Retype the lines of the listing below word for word, from the line containing "Every instance of the thumb" through the end of the listing.

··· THE INPUT

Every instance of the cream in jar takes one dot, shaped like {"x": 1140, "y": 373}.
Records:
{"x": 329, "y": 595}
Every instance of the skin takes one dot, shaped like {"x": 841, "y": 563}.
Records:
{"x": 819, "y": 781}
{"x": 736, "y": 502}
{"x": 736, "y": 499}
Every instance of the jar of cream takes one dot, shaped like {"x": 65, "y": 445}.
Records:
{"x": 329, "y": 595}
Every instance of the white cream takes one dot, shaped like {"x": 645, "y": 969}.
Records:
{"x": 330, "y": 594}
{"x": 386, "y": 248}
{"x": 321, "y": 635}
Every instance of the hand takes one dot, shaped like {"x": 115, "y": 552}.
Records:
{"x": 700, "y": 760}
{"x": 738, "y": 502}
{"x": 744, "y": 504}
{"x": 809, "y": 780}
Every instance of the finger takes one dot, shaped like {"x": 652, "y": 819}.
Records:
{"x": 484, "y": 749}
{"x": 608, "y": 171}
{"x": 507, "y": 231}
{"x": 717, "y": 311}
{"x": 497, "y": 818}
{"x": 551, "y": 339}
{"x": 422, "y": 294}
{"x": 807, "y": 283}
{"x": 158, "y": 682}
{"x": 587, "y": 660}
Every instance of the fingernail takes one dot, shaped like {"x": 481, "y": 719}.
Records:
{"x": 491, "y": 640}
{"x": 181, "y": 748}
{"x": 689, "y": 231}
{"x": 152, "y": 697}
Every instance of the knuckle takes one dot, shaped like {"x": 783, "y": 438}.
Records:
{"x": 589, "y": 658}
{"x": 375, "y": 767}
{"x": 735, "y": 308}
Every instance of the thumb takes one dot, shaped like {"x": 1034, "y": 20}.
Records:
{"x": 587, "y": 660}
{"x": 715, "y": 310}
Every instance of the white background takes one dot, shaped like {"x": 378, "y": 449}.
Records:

······

» **PROBLEM SOLUTION**
Every instance of the thumb takes one dot, shaped like {"x": 1034, "y": 20}.
Records:
{"x": 587, "y": 660}
{"x": 715, "y": 310}
Every instance of the white background takes one dot, shaped like {"x": 378, "y": 449}.
Records:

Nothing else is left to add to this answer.